Task instructions:
**A.** In the Chile travel blog, how much did the bartender say the two cheapest tequila shots cost?
**B.** Reproduce the passage of the Chile travel blog from "So I kissed" to "our shared homeland.".
**C.** Carry on the Chile travel blog from its last sentence.

Excerpt:
(begin)
There's nothing like the constant fear of going up in flames to make things a little interesting...

TRAVEL LOG #1, featuring Franklin & really awful videography.

Thursday, January 15, 2009

we are brothers of god

I don't know what it is, but weird people like to talk to me I guess. I was walking home from this restaurant like five minutes from my house the other day, right before the sun set, probably like 9 p.m. It was still light out. This guy wearing a suit asks me where the metro is (always with the metro directions, it seems).

I actually know this time so I tell him and he proceeds to get on his hands and knees and grabs my hand and kisses it. He asks me if I'm Chilean and I say I'm from the U.S. and he says I speak very good Spanish and thank you. He won't really let go of my hand so I just kind of stand there. Meanwhile, a bunch of people walk past us, no help from them. I keep saying no problem no problem, cya. He doesn't really let go and then he asks me how you say "corazon" in English. I tell him it's "heart." He puts his fist to his heart and says "you are a man with many heart." I tell him thanks and he says "I have many heart too." Then he pulls my hand to his mouth and kisses my hand and then puts his hand out to my mouth and I think maybe if I just get this over with I can leave.

So I kissed his hand and then he says "somos hermanos de dios" which means "we are brothers of God." and then he says thanks one more time and goes to the metro.

Sunday, January 11, 2009

i won an argument in spanish

They party hard here in Chile. People don't get trashed really like they do in the U.S., but they don't go out until about 1 am and a lot of people stay out until the sun comes up, eat breakfast, then go to sleep. Some places' happy hours are from noon until 1 in the morning.

Anyways, I met the one other girl from Maryland Friday, and we decided to do a shot of tequila to celebrate our shared homeland.

Being drunk but coherent, I asked for 2 of their cheapest shots of tequila - the bartender tells me it's 4,000 pesos. I pull out a 10,000 note and give it to him, watch him put it in the cash register, and pull out a 1,000 peso note. Here's what the conversation went like:

him: you still owe me 3,000 pesos
me: I gave you 10,000, you owe me 6,000 pesos and 2 shots of tequila
him: no, you gave me this 1,000
me: I'm not stupid, I saw you put it in the cash register (except i don't know how to say cash register so i just point to it)
him: you owe me 3,000 pesos
me: forget it. i get it, i'm american and you can do whatever you want. keep my pesos and keep my shots, i don't even care anymore

Then I stormed off outside back to our group ... a couple minutes later a manager comes up to me and apologizes. He tells me that they're bringing out my shots and here was my money back. I'm awesome.
(end)
Dataset entries:
(begin)
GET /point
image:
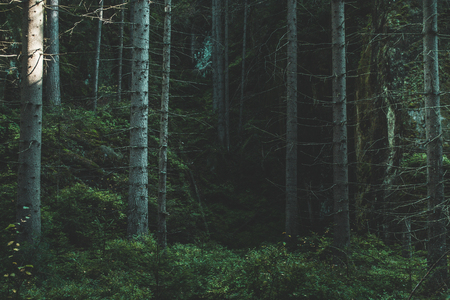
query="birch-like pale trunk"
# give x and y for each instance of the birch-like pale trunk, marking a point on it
(292, 219)
(119, 75)
(341, 238)
(97, 53)
(28, 210)
(164, 130)
(53, 90)
(138, 177)
(435, 179)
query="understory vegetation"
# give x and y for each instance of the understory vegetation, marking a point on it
(83, 253)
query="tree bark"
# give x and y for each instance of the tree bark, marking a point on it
(138, 178)
(340, 160)
(119, 75)
(97, 54)
(218, 69)
(435, 185)
(28, 211)
(244, 53)
(164, 131)
(226, 82)
(291, 125)
(53, 90)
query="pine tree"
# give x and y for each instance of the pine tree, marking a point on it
(28, 210)
(138, 177)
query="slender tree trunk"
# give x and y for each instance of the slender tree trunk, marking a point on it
(291, 125)
(164, 131)
(218, 71)
(97, 54)
(244, 53)
(28, 211)
(226, 83)
(53, 80)
(119, 75)
(138, 178)
(435, 182)
(340, 161)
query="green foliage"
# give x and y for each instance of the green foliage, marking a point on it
(83, 216)
(136, 269)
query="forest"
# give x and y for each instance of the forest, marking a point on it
(224, 149)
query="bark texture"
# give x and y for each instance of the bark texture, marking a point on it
(340, 158)
(164, 130)
(435, 185)
(292, 222)
(138, 178)
(97, 53)
(119, 75)
(53, 90)
(28, 211)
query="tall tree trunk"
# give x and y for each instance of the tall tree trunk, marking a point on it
(226, 82)
(435, 183)
(340, 160)
(164, 131)
(291, 125)
(97, 54)
(53, 82)
(218, 71)
(244, 53)
(138, 178)
(119, 75)
(28, 211)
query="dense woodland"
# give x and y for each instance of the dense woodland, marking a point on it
(224, 149)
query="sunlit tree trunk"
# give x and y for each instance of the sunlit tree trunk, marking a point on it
(291, 125)
(28, 211)
(138, 177)
(119, 75)
(164, 131)
(340, 160)
(435, 179)
(53, 81)
(97, 53)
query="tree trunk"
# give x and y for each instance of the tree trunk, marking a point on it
(218, 71)
(53, 83)
(138, 178)
(340, 161)
(291, 125)
(119, 75)
(226, 83)
(28, 211)
(244, 53)
(97, 54)
(435, 186)
(164, 132)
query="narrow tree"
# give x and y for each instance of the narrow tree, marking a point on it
(340, 161)
(164, 131)
(138, 177)
(97, 53)
(435, 179)
(53, 90)
(291, 124)
(119, 73)
(28, 211)
(226, 81)
(218, 68)
(244, 54)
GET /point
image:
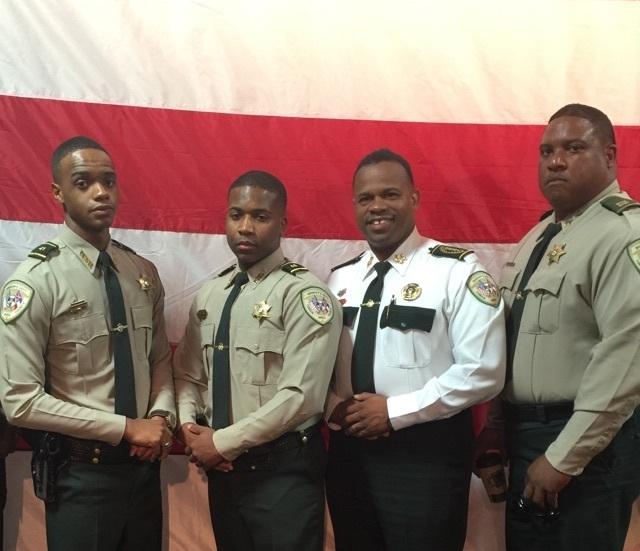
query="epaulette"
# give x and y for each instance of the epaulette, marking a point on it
(226, 270)
(44, 251)
(123, 247)
(348, 262)
(293, 268)
(448, 251)
(545, 215)
(619, 204)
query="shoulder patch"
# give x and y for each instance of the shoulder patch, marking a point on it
(44, 251)
(16, 296)
(619, 204)
(317, 304)
(450, 252)
(123, 247)
(545, 215)
(633, 250)
(226, 270)
(293, 268)
(483, 288)
(348, 262)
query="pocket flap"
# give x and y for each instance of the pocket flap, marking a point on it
(79, 330)
(407, 317)
(141, 317)
(547, 281)
(258, 341)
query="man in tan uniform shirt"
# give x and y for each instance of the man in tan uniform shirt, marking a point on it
(257, 368)
(572, 431)
(57, 368)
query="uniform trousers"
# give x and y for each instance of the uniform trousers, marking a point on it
(595, 507)
(408, 491)
(106, 508)
(279, 506)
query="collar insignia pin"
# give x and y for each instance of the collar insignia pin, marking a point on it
(261, 310)
(555, 253)
(400, 258)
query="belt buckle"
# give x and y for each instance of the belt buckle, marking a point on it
(541, 413)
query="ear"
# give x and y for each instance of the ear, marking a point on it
(611, 152)
(57, 193)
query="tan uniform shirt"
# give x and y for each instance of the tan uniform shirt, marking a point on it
(580, 329)
(281, 358)
(56, 363)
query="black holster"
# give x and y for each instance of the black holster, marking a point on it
(46, 462)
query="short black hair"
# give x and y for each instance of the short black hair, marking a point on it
(381, 156)
(601, 123)
(263, 180)
(69, 146)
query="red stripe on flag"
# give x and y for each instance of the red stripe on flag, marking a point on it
(478, 182)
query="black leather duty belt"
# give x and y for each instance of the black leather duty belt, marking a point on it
(536, 413)
(77, 450)
(264, 457)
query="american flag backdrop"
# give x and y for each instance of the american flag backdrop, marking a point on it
(186, 95)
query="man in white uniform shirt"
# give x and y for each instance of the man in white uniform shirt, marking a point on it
(423, 340)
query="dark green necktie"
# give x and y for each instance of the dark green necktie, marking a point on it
(365, 344)
(221, 377)
(517, 307)
(125, 386)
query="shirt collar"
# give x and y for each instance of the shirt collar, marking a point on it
(85, 251)
(400, 259)
(262, 268)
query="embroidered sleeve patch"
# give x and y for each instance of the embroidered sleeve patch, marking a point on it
(317, 304)
(483, 287)
(633, 250)
(16, 296)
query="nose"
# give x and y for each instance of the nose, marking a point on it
(100, 191)
(557, 160)
(245, 225)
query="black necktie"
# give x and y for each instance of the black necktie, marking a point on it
(125, 386)
(517, 307)
(365, 343)
(221, 377)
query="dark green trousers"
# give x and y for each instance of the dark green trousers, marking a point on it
(106, 508)
(279, 509)
(407, 492)
(595, 507)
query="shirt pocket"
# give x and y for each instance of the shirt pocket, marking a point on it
(142, 320)
(542, 311)
(405, 338)
(78, 342)
(349, 314)
(257, 355)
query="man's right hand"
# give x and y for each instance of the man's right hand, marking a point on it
(147, 433)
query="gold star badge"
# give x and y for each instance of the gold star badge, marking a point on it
(399, 258)
(261, 310)
(555, 253)
(145, 283)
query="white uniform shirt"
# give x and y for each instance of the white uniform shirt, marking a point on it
(426, 374)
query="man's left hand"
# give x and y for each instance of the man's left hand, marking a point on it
(367, 416)
(202, 450)
(543, 483)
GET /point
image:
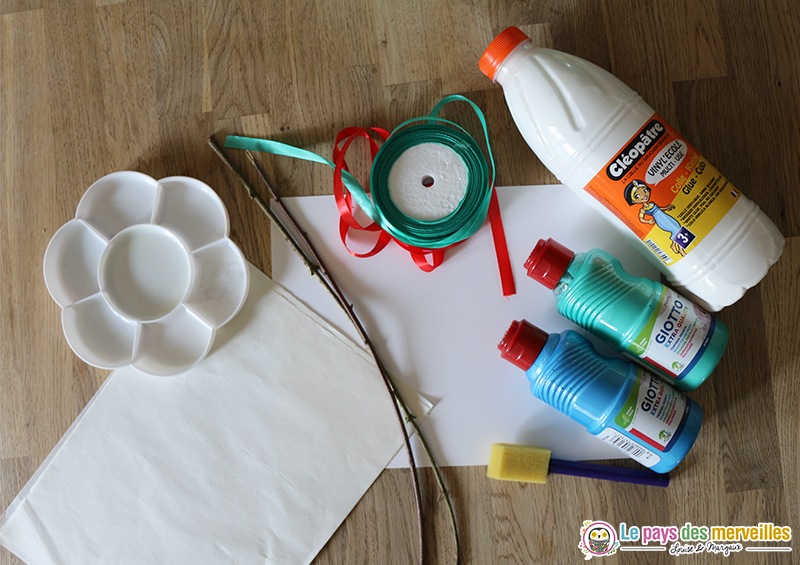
(end)
Expected results:
**A.** 4,000 pesos

**B.**
So I kissed his hand and then he says "somos hermanos de dios" which means "we are brothers of God." and then he says thanks one more time and goes to the metro.

Sunday, January 11, 2009

i won an argument in spanish

They party hard here in Chile. People don't get trashed really like they do in the U.S., but they don't go out until about 1 am and a lot of people stay out until the sun comes up, eat breakfast, then go to sleep. Some places' happy hours are from noon until 1 in the morning.

Anyways, I met the one other girl from Maryland Friday, and we decided to do a shot of tequila to celebrate our shared homeland.

**C.**
Thursday, January 8, 2009

the tears of gypsy

So my bags came finally yesterday, wrapped in like 20 layers of saran wrap. It was kinda like that practical joke leeza and brian and kind of me played on brett that one time. They split up guys and girls yesterday and we slept at different hotels. The girls stayed at a hotel that cost $80 a night, ours was $175.50 a night. You do the math. BOYS RULE. anyways, the hotel had this thing where you had to put your key card in a slot in the room or else your power went out. This morning the lights turned off while I was showering like 5 times.

I moved in with my host family today, they live in a really nice apartment in a really nice area of town, Providencia. I am like 10 steps away from a metro stop and I have a big tv and the internet and a double bed. It's a mom and her 22 year old son and a grandma. They're very nice.

So here's the good part of my story. I went walking around Santiago for a while and this lady calls out "joven" which means young one. She asks me where the nearest metro is and I didn't really know so I said I didn't know I'm not from around here. She says me either, I am a Mexican. I tell her I'm from the US and she grabs my hand and starts kind of talking to me so I thought hey a good chance to practice spanish.

Then she tells me shes a Mexican gypsy visiting her family down here and she takes me over to this curb and sits down with me and starts to read my palm and tells me my future.

She says my parents miss me and my mom is going to have a baby and it's going to be a C-Section. I'm not getting good grades this semester and my love life is good but I'm shy. Then she tells me one of my neighbors is going to die but it won't be that big of a deal. I thought that was kind of weird. Then she pulls out this plant which I don't think was a drug but then she pulls out some money and blows on it and said she can make my wishes come true if I use money also.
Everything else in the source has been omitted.